■ GIVEN REQUEST 1: According to the commit message, which interface was added in DistModel?
Start GIVEN TEXT
[Auto-Parallel] Reshard API & Hybrid Parallel Unitest for dy2static mode (#59856)

JZ-LIANG · pkuzyc · web-flow · commit 70c4d213735c · 2023-12-09T16:09:31.000+08:00
* stsatic_decorate v0.1

* update static_decorate as comments

* add unit tests and adapt placement api

* add docs for the api

* remove useless print and comments

* first commit

* stsatic_decorate v0.1

* update static_decorate as comments

* add unit tests and adapt placement api

* add docs for the api

* remove useless print and comments

* add unit execution code

* fix sample code for static_decorate

* add get_program interface in DistModel

* modify as suggested

* move the init parameters part to helper.py

* fix unittest name in CMakeList

* add api

* add unitest

* typoes

* add dy2static test case for llama

* static dist model pp

* bug fixed

* enable all test

* fix typoes

---------

Co-authored-by: Yichen Zhang &lt;zhangyichen03@baidu.com&gt;
diff --git a/python/paddle/distributed/auto_parallel/api.py b/python/paddle/distributed/auto_parallel/api.py
@@ -17,11 +17,26 @@
 import paddle
 import paddle.distributed as dist
 from paddle import nn
-from paddle.base.framework import EagerParamBase
+from paddle.base import unique_name
+from paddle.base.framework import (
+    EagerParamBase,
+    Variable,
+    default_main_program,
+)
End GIVEN TEXT
Start MATERIALS PROVIDED
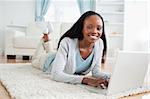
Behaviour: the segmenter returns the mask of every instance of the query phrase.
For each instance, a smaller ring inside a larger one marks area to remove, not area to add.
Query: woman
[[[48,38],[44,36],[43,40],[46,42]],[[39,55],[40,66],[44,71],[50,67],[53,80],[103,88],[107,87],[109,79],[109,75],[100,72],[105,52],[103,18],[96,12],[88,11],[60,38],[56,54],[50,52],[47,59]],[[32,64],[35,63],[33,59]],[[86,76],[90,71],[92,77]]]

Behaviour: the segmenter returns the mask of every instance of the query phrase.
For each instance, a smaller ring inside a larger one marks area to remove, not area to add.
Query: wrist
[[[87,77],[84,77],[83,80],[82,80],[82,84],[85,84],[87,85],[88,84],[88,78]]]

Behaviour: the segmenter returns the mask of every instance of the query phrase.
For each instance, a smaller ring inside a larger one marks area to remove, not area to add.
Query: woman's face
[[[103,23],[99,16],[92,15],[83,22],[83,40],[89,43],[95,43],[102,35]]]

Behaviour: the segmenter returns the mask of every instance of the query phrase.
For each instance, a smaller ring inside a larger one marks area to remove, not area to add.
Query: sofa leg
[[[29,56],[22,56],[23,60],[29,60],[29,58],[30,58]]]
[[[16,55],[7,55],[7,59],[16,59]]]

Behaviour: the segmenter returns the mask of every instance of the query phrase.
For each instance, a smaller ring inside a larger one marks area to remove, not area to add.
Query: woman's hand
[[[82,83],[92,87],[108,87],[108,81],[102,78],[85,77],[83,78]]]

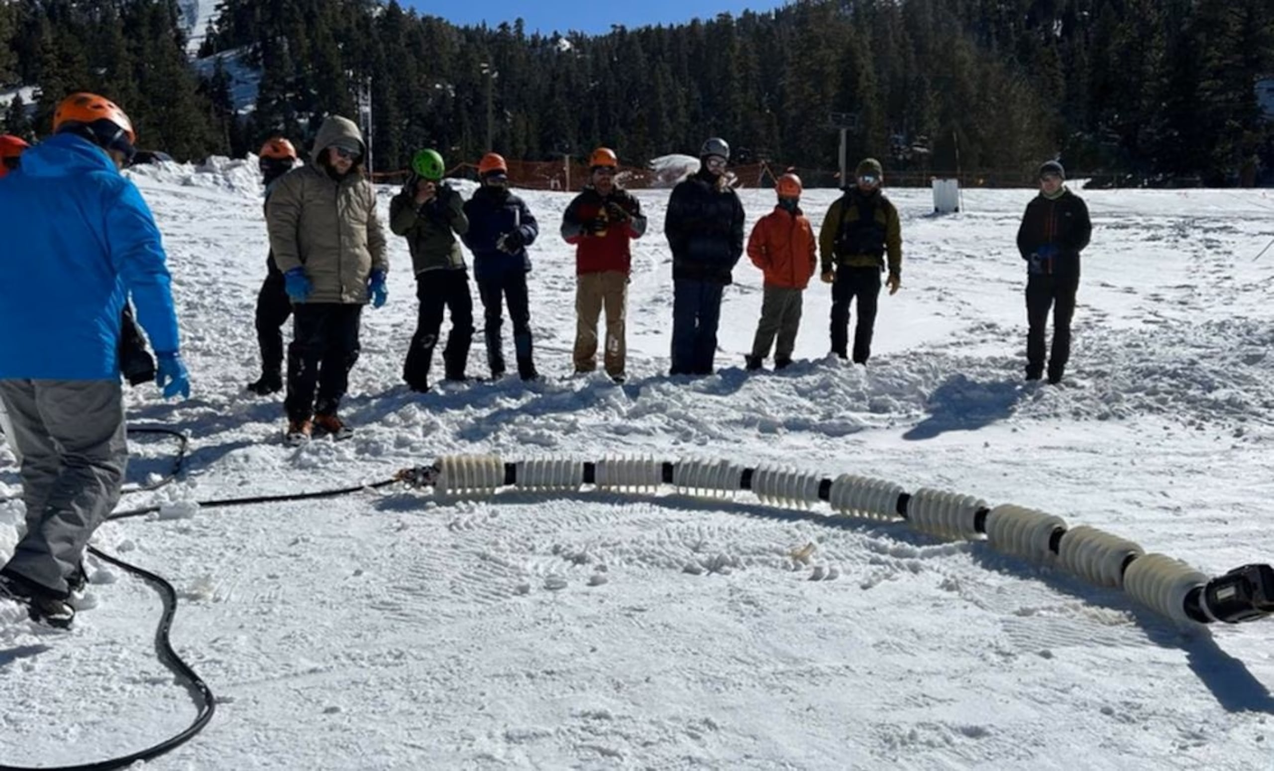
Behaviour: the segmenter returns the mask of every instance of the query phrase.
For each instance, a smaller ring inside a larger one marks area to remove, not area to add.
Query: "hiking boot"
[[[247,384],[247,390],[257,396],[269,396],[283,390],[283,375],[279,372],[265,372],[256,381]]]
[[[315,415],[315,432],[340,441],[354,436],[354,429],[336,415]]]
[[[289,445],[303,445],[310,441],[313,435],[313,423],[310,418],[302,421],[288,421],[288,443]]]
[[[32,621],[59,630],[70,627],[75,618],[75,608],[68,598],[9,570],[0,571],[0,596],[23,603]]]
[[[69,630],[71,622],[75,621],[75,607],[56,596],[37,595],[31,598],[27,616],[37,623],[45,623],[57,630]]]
End MATERIALS PROVIDED
Start MATERIALS PROVIDED
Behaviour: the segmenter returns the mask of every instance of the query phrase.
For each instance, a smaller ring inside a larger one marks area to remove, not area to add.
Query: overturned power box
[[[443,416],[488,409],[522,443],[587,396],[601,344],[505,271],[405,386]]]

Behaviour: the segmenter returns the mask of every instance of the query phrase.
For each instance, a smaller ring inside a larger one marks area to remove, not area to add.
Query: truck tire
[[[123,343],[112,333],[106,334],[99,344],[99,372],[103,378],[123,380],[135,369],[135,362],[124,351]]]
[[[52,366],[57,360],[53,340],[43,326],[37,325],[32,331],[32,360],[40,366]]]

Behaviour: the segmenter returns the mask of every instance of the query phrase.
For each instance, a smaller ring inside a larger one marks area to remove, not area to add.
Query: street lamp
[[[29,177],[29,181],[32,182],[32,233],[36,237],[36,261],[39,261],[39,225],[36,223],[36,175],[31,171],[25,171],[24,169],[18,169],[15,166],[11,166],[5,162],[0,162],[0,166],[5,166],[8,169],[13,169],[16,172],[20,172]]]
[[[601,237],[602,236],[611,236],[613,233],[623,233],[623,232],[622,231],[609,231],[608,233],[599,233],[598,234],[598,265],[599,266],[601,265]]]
End MATERIALS PROVIDED
■ GIVEN REQUEST 2: Gather every line of the records that contains the string "woman", matching case exactly.

■ WRITTEN SOLUTION 1: The get_program interface.

■ WRITTEN SOLUTION 2:
Query: woman
Query: woman's face
Query: woman's hand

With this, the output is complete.